Exercise description
Beginning with the line that contains "frame above? Mark it with a dot.", copy each remaining line of the data below exactly.

Dataset excerpts
>>>

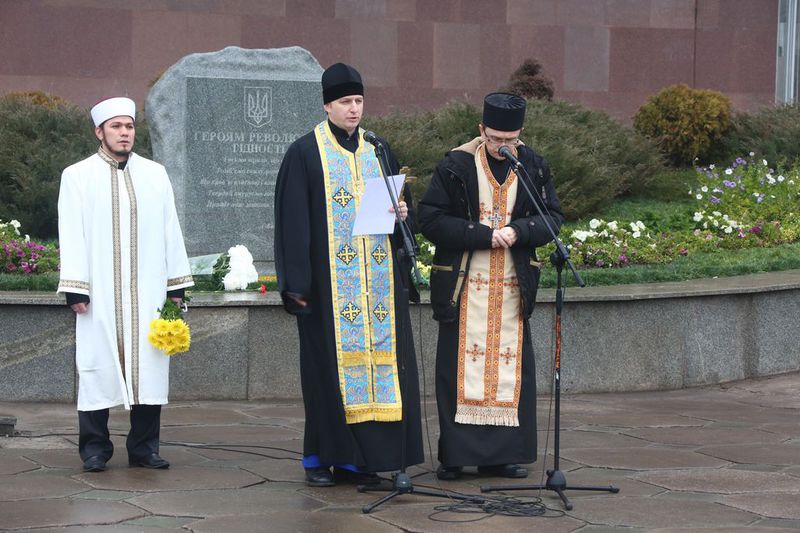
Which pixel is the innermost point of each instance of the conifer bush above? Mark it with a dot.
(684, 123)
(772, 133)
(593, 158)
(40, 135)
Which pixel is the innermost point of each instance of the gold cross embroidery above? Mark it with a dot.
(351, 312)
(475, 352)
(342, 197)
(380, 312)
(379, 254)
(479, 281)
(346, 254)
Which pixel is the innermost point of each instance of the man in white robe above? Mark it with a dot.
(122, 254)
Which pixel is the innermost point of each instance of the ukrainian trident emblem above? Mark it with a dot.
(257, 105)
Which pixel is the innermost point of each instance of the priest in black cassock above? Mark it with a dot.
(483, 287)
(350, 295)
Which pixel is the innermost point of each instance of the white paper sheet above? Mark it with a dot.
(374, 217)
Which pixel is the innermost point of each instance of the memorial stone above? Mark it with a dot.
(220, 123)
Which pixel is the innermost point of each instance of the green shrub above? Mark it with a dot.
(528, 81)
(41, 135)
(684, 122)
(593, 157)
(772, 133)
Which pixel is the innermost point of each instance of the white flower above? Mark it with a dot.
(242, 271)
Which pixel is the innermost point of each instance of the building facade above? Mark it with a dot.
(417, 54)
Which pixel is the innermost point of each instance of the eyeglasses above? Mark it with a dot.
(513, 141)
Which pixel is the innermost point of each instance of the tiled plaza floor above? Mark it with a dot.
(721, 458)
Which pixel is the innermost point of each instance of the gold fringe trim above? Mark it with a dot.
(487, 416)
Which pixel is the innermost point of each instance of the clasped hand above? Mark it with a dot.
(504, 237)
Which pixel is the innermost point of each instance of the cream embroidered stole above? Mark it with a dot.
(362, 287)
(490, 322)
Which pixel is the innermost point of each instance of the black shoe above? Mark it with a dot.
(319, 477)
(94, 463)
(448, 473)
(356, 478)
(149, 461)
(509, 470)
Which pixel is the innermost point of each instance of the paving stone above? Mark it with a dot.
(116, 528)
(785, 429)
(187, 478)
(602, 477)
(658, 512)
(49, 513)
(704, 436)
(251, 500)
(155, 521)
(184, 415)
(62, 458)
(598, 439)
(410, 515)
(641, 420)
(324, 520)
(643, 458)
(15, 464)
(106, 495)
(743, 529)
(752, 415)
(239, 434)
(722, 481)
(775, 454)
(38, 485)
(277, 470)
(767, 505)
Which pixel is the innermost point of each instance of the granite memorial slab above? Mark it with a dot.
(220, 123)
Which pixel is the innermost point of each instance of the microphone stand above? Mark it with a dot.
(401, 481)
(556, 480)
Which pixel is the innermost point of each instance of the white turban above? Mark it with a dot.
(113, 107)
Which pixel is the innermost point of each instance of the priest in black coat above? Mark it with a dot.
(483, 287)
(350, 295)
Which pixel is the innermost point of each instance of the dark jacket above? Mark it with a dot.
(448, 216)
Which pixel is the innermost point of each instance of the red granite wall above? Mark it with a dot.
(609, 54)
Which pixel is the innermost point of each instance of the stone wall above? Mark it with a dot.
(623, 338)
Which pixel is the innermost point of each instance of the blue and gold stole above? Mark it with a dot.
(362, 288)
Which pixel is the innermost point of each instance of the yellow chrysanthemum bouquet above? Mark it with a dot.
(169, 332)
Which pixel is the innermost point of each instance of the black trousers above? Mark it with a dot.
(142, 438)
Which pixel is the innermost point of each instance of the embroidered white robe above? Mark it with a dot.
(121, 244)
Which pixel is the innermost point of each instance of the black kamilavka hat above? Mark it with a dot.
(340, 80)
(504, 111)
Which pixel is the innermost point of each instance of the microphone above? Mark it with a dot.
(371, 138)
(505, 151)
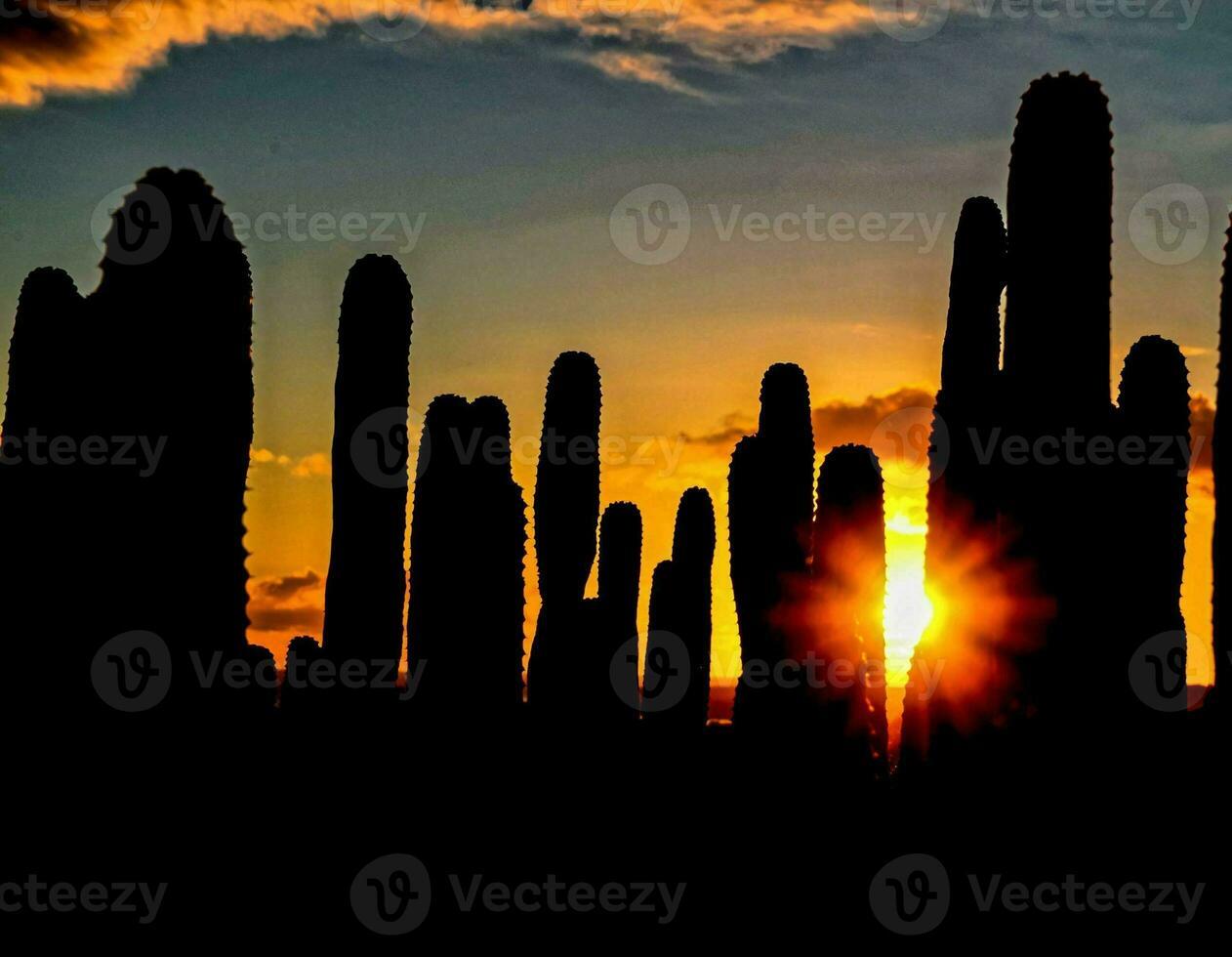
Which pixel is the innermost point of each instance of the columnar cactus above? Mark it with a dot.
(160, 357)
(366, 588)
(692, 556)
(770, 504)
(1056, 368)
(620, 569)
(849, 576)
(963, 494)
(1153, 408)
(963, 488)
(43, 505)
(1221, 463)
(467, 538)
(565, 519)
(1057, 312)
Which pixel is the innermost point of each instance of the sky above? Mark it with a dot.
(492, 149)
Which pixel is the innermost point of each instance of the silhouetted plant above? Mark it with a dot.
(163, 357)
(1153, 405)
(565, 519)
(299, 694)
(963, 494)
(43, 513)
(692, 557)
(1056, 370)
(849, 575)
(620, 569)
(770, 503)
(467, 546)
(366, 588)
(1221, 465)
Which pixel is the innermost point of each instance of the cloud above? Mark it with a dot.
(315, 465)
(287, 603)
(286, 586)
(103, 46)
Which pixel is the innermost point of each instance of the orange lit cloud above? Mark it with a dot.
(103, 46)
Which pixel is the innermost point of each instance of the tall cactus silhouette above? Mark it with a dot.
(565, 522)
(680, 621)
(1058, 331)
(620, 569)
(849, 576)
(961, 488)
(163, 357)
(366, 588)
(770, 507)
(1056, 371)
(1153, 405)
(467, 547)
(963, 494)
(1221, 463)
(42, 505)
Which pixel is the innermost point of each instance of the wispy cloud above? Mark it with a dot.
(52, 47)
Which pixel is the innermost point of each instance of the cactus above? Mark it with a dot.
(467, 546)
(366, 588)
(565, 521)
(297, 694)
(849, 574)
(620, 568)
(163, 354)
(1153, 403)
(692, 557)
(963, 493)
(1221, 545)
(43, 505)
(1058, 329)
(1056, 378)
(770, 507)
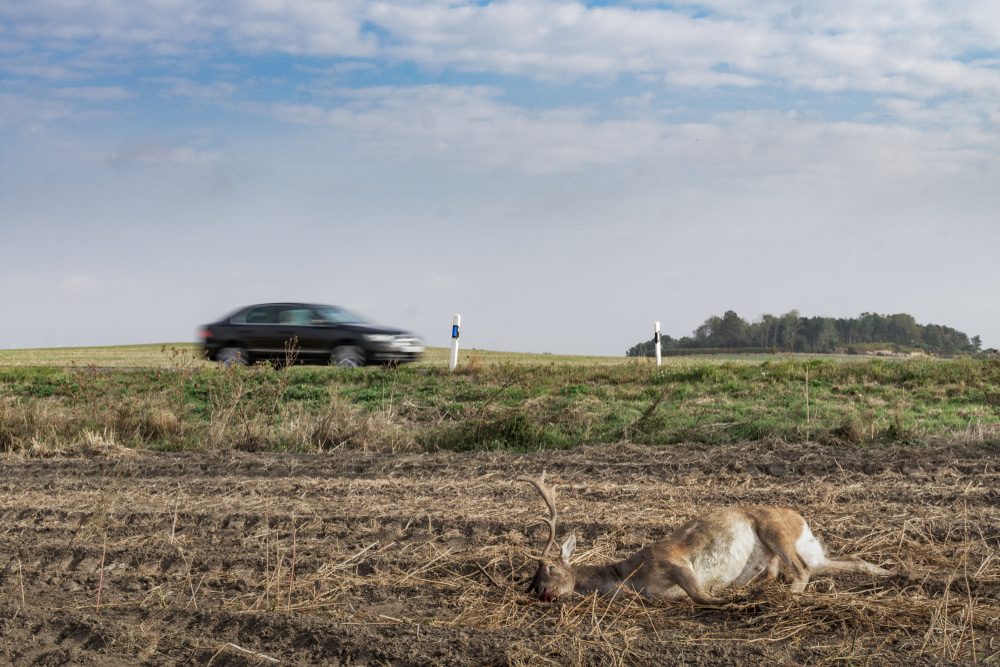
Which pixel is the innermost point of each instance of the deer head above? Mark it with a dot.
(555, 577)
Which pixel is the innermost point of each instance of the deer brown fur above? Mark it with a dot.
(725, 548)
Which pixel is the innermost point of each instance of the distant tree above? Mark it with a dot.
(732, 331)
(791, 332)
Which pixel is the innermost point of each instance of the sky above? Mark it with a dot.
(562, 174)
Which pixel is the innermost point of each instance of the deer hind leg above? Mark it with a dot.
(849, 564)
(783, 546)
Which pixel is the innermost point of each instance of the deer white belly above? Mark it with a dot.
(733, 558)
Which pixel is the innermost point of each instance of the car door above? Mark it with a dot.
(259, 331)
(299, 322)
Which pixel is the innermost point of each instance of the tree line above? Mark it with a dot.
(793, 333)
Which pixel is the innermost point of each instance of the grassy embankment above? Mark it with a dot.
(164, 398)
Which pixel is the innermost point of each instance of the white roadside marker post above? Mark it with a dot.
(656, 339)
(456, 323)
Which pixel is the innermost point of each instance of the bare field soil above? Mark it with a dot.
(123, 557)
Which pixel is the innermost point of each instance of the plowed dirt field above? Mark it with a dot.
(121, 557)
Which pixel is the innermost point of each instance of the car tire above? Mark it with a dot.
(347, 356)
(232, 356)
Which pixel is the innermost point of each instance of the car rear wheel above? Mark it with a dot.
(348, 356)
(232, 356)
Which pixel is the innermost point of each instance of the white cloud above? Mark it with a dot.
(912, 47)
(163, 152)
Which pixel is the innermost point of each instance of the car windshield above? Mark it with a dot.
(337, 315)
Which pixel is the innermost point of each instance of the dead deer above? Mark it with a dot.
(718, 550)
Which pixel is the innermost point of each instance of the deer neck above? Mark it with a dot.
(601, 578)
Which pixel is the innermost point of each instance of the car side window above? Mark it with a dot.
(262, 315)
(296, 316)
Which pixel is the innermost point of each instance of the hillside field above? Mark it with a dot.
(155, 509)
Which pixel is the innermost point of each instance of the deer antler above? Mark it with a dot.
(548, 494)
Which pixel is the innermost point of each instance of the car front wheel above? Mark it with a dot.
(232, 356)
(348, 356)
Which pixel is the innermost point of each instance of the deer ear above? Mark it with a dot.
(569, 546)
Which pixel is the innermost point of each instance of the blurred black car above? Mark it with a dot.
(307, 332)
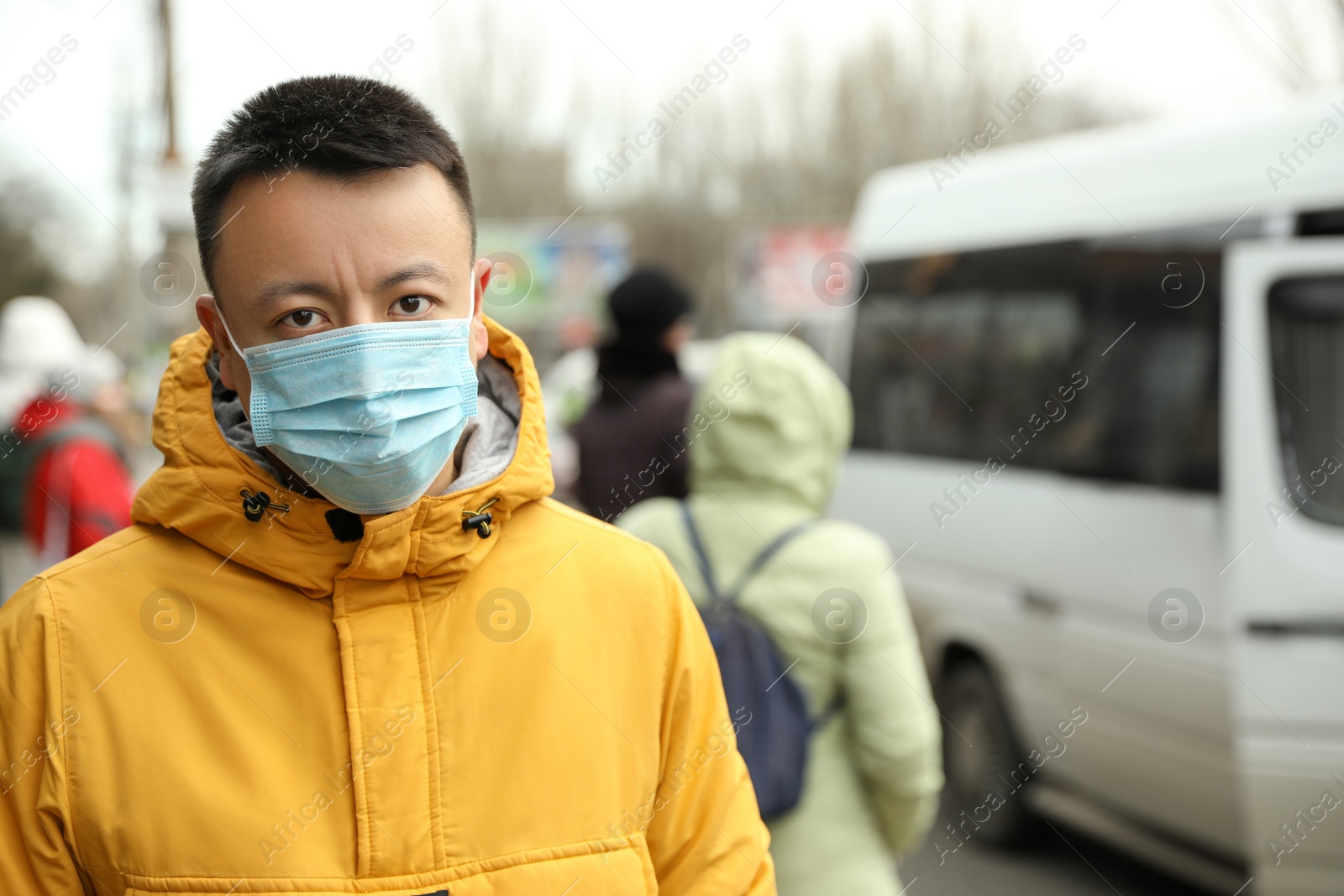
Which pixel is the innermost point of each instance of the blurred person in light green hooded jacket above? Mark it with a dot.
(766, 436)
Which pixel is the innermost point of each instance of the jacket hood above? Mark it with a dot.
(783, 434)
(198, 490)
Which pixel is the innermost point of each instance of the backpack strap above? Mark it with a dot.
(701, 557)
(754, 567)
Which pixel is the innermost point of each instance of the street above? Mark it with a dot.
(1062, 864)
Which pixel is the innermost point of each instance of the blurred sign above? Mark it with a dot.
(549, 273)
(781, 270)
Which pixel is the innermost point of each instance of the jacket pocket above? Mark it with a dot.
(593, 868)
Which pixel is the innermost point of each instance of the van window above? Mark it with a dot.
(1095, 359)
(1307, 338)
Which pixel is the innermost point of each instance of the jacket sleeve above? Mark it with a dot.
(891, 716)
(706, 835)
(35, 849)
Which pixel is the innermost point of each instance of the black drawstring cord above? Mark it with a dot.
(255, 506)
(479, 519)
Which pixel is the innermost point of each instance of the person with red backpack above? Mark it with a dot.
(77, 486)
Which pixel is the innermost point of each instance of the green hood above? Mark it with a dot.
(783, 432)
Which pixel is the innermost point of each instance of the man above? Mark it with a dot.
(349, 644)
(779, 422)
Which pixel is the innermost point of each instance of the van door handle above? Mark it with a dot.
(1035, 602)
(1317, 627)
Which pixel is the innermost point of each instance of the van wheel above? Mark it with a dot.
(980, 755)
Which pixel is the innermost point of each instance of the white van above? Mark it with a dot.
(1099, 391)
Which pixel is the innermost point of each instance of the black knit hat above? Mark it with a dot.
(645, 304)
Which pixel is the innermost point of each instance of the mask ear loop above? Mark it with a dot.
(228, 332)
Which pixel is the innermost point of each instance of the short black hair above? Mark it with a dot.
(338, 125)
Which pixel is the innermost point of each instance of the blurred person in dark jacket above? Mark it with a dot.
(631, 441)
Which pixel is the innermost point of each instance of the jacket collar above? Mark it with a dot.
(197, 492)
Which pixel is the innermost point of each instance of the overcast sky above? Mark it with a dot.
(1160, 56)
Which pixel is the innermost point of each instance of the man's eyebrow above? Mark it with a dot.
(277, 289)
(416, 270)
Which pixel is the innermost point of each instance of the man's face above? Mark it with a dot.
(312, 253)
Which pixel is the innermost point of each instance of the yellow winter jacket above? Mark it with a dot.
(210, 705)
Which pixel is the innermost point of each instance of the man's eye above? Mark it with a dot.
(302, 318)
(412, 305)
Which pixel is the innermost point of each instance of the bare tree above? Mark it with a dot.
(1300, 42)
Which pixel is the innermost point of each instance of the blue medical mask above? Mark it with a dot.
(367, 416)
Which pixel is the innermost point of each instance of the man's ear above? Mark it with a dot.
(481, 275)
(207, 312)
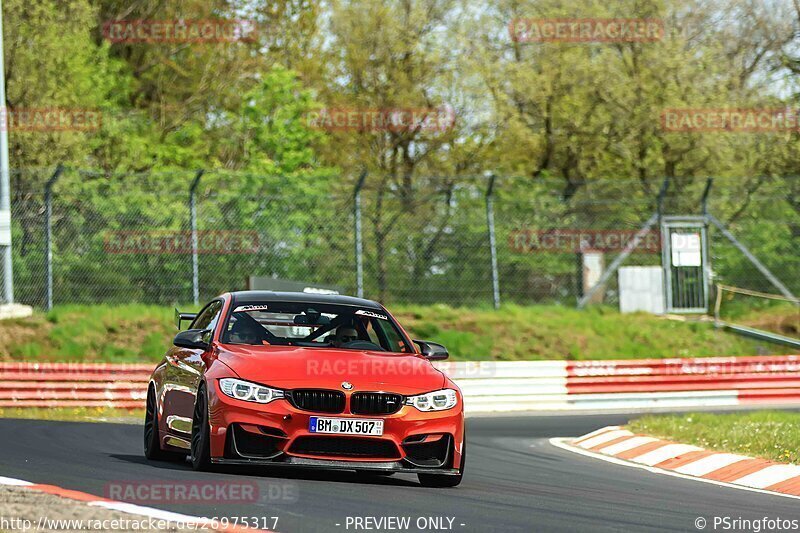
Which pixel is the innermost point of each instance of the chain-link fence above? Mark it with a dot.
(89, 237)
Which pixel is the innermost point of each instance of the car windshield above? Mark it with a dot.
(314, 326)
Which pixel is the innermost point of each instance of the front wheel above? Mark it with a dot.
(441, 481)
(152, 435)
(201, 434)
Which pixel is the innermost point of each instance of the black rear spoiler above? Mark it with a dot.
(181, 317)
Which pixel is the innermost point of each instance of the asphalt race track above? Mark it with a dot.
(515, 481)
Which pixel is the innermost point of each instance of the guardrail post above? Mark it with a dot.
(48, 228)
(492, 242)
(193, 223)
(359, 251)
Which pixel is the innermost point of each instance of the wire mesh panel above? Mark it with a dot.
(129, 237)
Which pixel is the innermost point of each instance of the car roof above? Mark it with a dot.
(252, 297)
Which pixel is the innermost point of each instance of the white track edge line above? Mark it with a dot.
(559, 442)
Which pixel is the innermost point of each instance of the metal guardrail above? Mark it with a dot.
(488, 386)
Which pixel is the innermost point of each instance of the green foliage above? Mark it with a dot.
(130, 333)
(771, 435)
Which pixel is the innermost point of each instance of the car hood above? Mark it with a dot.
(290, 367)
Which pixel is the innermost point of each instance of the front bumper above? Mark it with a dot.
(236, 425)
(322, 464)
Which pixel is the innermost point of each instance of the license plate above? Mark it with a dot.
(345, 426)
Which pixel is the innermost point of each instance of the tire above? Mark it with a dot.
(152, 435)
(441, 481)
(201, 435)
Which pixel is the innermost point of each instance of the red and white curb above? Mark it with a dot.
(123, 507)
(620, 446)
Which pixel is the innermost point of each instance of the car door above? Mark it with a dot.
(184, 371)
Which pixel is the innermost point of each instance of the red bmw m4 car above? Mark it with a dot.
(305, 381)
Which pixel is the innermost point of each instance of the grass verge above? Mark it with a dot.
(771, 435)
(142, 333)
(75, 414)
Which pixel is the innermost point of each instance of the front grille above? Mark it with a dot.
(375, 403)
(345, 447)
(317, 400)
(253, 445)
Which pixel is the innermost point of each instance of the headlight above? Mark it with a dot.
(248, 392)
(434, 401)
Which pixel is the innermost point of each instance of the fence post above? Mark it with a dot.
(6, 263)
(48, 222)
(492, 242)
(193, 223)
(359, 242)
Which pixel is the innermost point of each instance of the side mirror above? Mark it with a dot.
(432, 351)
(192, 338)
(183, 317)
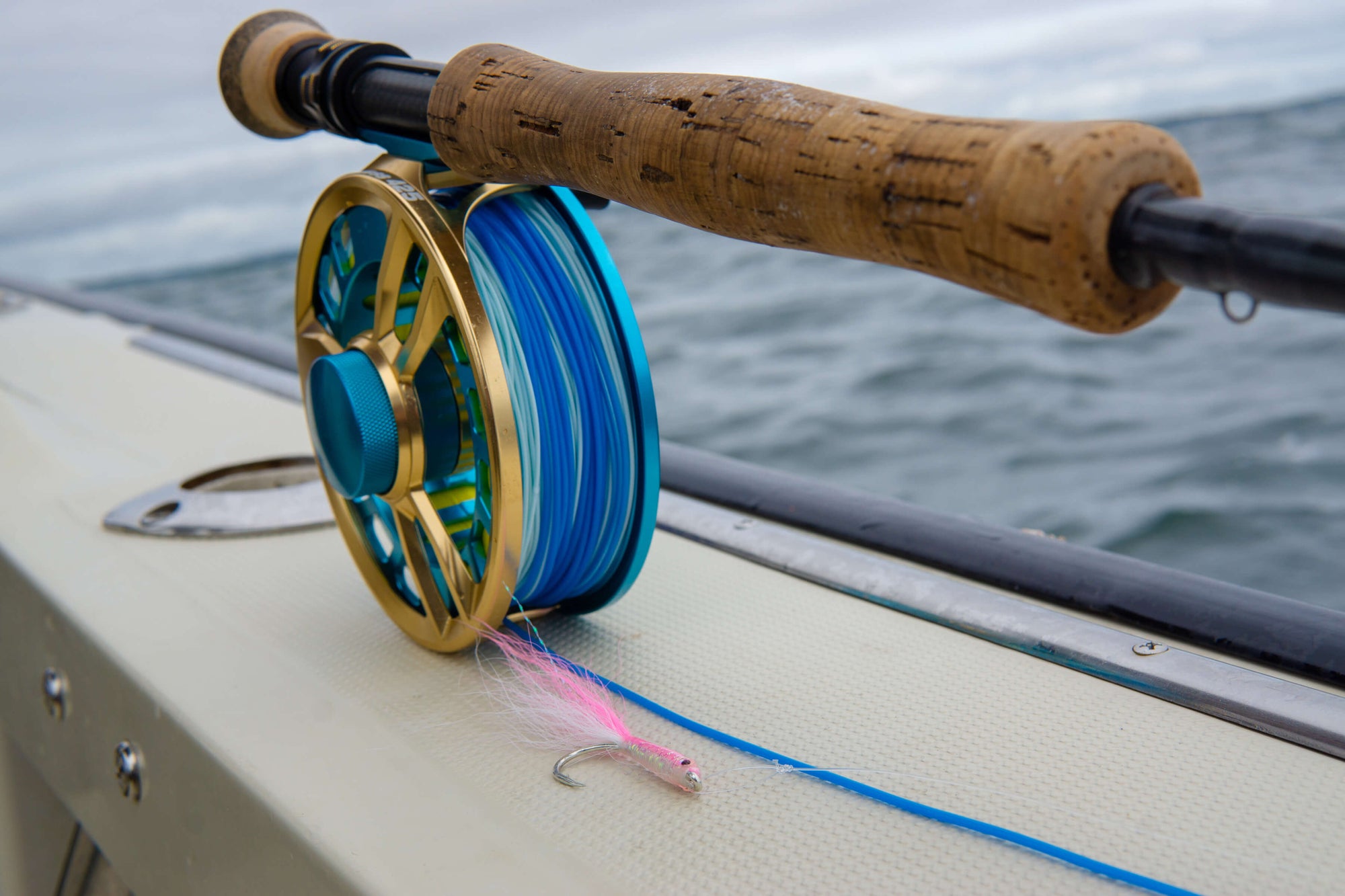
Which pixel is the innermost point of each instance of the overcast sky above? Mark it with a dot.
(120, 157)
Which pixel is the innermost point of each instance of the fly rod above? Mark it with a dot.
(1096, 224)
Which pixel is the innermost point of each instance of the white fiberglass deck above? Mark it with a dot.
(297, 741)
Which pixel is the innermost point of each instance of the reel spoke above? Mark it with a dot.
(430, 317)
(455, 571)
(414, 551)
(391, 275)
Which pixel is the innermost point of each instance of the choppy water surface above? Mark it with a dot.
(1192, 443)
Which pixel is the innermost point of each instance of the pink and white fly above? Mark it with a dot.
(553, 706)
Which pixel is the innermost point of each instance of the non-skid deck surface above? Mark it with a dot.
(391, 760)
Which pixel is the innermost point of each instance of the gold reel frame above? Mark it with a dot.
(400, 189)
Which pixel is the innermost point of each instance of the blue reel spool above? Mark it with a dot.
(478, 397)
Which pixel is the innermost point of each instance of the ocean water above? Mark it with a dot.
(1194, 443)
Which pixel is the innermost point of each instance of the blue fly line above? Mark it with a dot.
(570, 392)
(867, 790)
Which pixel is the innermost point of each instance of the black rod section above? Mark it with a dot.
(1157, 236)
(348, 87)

<<<

Exercise result
Which pixel is the innermost point of each instance of the gold reel frame above? Mark it with a dot.
(400, 189)
Which pixel is the innermost point of each instance of the blue reel spool above? Mark it with a dot.
(478, 397)
Which pixel is the innermost point of each instance of the ocean water above? Mark it with a dot.
(1194, 443)
Which pixel is the innermost point of each instance of the blue fly line above? Mark it with a dot.
(570, 392)
(867, 790)
Which pixel is the innermost point of each instance of the black rod section above? Mark it with a dot.
(1157, 236)
(348, 87)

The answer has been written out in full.